#### KUTIPAN PILIHAN:
######
Dejurnal.com , Garut – Rabu, 16 Juli 2025 menjadi hari penuh harapan bagi Muhammad Rizki, seorang remaja dari keluarga prasejahtera di Kampung Bentar Hilir, Kelurahan Sukamenteri, Kecamatan Garut Kota. Didampingi oleh sejumlah tokoh dan pejabat daerah, langkahnya untuk kembali mengenyam pendidikan menengah di SMK Muhammadiyah Garut menjadi simbol nyata dari semangat gotong royong dalam memutus rantai kemiskinan melalui pendidikan.
Anggota DPRD Kabupaten Garut dari Fraksi PDI Perjuangan, Yudha Puja Turnawan, bersama Ibu Diah Kurniasari selaku Sekretaris Komisi IV DPRD Garut, turut serta mengantarkan Rizki mendaftar ke SMK Muhammadiyah. Turut hadir Camat Garut Kota Rena Sudrajat dan Lurah Sukamenteri Wiyiyono yang menunjukkan kepedulian luar biasa terhadap masa depan generasi muda di wilayah mereka.
Meski pendaftaran siswa baru secara resmi telah ditutup, pihak SMK Muhammadiyah menunjukkan kelapangan hati dengan menerima Rizki sebagai siswa baru. Bantuan demi bantuan pun mengalir. Ibu Diah Kurniasari menyediakan Dana Sumbangan Pendidikan, sementara Yudha Puja Turnawan menanggung kebutuhan seragam sekolah Rizki. Komitmen Ibu Diah pun berlanjut dengan kesediaannya untuk menanggung biaya SPP Rizki selama masa pendidikan. Tidak ketinggalan, Camat Garut Kota Rena Sudrajat memberikan sepasang sepatu sekolah, melengkapi semangat kebersamaan dalam membantu Rizki.
Keputusan Rizki untuk kembali ke bangku sekolah bukan tanpa latar belakang. Sebelumnya, ia sempat mengundurkan diri dari SMKN 2 Garut pada 16 Mei 2025 setelah menyelesaikan dua semester karena himpitan ekonomi. Ia tinggal bersama orang tuanya yang tidak memiliki rumah sendiri dan harus mengontrak rumah kecil. Ayahnya hanya bekerja sebagai pemulung, sementara adiknya, Muhammad Revan, merupakan penyandang disabilitas yang juga memerlukan perhatian dan uluran tangan masyarakat.
Kisah Rizki hanyalah satu dari ribuan cerita senyap tentang anak-anak Garut yang berada di persimpangan antara harapan dan kenyataan. Data Dinas Pendidikan menunjukkan bahwa Angka Partisipasi Murni (APM) untuk jenjang SMA/SMK di Kabupaten Garut hanya mencapai 60,04%. Artinya, hampir 40% anak usia 16–18 tahun tidak melanjutkan pendidikan menengah. Ini menjadi sinyal darurat yang menuntut perhatian serius dan langkah konkret dari seluruh pemangku kepentingan.
######
(Entri anotasi koordinat)
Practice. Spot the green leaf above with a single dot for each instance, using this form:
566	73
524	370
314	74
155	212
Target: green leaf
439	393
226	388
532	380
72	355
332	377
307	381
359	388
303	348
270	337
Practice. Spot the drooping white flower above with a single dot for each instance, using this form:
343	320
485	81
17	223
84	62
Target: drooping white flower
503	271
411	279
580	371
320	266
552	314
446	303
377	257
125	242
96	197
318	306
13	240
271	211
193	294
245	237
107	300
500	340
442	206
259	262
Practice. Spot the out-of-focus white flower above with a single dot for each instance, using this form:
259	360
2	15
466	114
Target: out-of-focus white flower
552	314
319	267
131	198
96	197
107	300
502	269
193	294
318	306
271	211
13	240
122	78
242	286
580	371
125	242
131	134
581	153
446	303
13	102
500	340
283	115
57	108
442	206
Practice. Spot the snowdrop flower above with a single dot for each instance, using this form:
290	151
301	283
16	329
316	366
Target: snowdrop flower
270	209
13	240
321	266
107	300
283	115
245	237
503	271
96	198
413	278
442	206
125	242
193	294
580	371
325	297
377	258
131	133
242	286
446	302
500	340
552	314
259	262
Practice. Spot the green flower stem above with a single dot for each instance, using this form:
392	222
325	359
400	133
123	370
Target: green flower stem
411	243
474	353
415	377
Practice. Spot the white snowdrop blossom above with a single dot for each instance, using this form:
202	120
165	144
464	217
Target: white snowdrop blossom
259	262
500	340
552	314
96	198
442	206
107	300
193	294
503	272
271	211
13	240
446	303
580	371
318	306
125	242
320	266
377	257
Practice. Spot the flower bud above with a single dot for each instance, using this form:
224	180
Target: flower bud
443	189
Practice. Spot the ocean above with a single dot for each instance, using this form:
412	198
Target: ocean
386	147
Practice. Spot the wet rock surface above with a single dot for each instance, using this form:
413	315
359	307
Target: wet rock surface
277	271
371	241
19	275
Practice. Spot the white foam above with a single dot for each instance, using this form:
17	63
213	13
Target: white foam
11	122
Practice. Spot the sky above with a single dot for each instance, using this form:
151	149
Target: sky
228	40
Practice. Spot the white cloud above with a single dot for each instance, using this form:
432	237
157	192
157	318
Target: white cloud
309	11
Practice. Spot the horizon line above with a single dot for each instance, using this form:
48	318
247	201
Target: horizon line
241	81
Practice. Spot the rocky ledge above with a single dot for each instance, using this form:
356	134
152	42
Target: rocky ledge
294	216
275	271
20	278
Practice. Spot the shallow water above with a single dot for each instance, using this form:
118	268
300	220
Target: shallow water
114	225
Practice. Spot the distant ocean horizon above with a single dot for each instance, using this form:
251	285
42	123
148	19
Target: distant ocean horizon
######
#### KUMPULAN SOAL:
(1) Jawab pertanyaan berikut berdasarkan berita tentang Muhammad Rizki:
(a) Di sekolah mana Rizki didaftarkan pada 16 Juli 2025?
(b) Tanggal berapa Rizki keluar dari SMKN 2 Garut?
(c) Berapa Angka Partisipasi Murni jenjang SMA/SMK di Kabupaten Garut menurut data Dinas Pendidikan?
(2) Teruskan berita tentang Muhammad Rizki mulai dari kalimat sesudah bagian terakhirnya.

#### JAWABAN BERURUTAN:
(1)
(a) SMK Muhammadiyah Garut.
(b) 16 Mei 2025.
(c) 60,04%.

(2)
Berbagai faktor menjadi penyebab rendahnya APM. Daya tampung sekolah yang terbatas menjadi salah satu penyebab utama. Saat ini, SMA dan SMK negeri di Garut hanya mampu menampung sekitar 33 ribu siswa baru, ditambah 7 ribu dari sekolah swasta, sementara lulusan SMP setiap tahunnya mencapai 52 ribu. Sekitar 12 ribu siswa lulusan SMP terancam tidak bisa melanjutkan pendidikan.
Faktor lainnya adalah kurangnya transparansi dalam pengelolaan dana pendidikan. Biaya Dana Sumbangan Pendidikan yang tinggi sering kali menjadi beban berat bagi orang tua siswa, terutama dari kalangan tidak mampu. Ini diperparah dengan minimnya pelaporan terbuka mengenai Rencana Pendapatan dan Belanja Sekolah (RPBS), yang seharusnya menjadi hak publik untuk mengetahui.
Melihat kondisi ini, Yudha Puja Turnawan mengungkapkan harapannya agar Pemerintah Provinsi Jawa Barat segera menambah jumlah sekolah menengah atas negeri di Kabupaten Garut. Selain itu, ia mendorong optimalisasi fasilitas sekolah yang ada agar biaya pendidikan bisa ditekan. Peran Corporate Social Responsibility (CSR) dari berbagai perusahaan di Jawa Barat juga dinilai sangat strategis dalam membantu meningkatkan sarana dan prasarana sekolah. Dengan begitu, pihak sekolah dan komite tidak lagi membebani orang tua siswa dengan sumbangan dana yang tinggi.
Yudha juga menegaskan pentingnya membangun sistem pendidikan yang inklusif dan adil. Menurutnya, tidak boleh ada anak di Garut yang terpaksa berhenti sekolah hanya karena masalah ekonomi. Pendidikan adalah hak dasar, dan tanggung jawab kita bersama untuk memastikannya dapat diakses oleh semua anak, tanpa terkecuali.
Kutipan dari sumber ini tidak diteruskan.